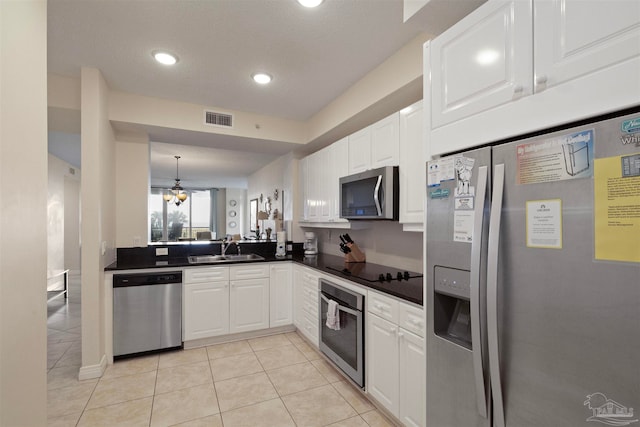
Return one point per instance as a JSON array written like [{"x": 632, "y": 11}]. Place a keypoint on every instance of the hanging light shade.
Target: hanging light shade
[{"x": 176, "y": 194}]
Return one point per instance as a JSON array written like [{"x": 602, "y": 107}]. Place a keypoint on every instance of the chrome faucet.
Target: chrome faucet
[{"x": 224, "y": 247}]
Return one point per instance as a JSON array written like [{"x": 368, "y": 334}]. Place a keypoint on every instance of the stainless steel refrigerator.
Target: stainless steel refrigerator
[{"x": 533, "y": 280}]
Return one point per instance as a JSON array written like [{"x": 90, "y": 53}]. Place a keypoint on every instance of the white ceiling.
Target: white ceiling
[{"x": 313, "y": 54}]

★ ★ ★ ★

Instructions to follow - Pick each line holding the word "JSON" out of the data and copy it.

Response to the exercise -
Return one point per instance as a JSON array written like [{"x": 632, "y": 11}]. Place a keypoint on every instance of the hanging light shade.
Return one point per instance as a JSON array written like [{"x": 602, "y": 107}]. Place a keypoint on every instance of the chrome faucet.
Return one point per instance as a JSON array written like [{"x": 368, "y": 334}]. Place a keypoint on every instance of the stainless steel refrigerator.
Return one point per instance as a JSON array written like [{"x": 90, "y": 53}]. Place a keypoint on every instance of the white ceiling.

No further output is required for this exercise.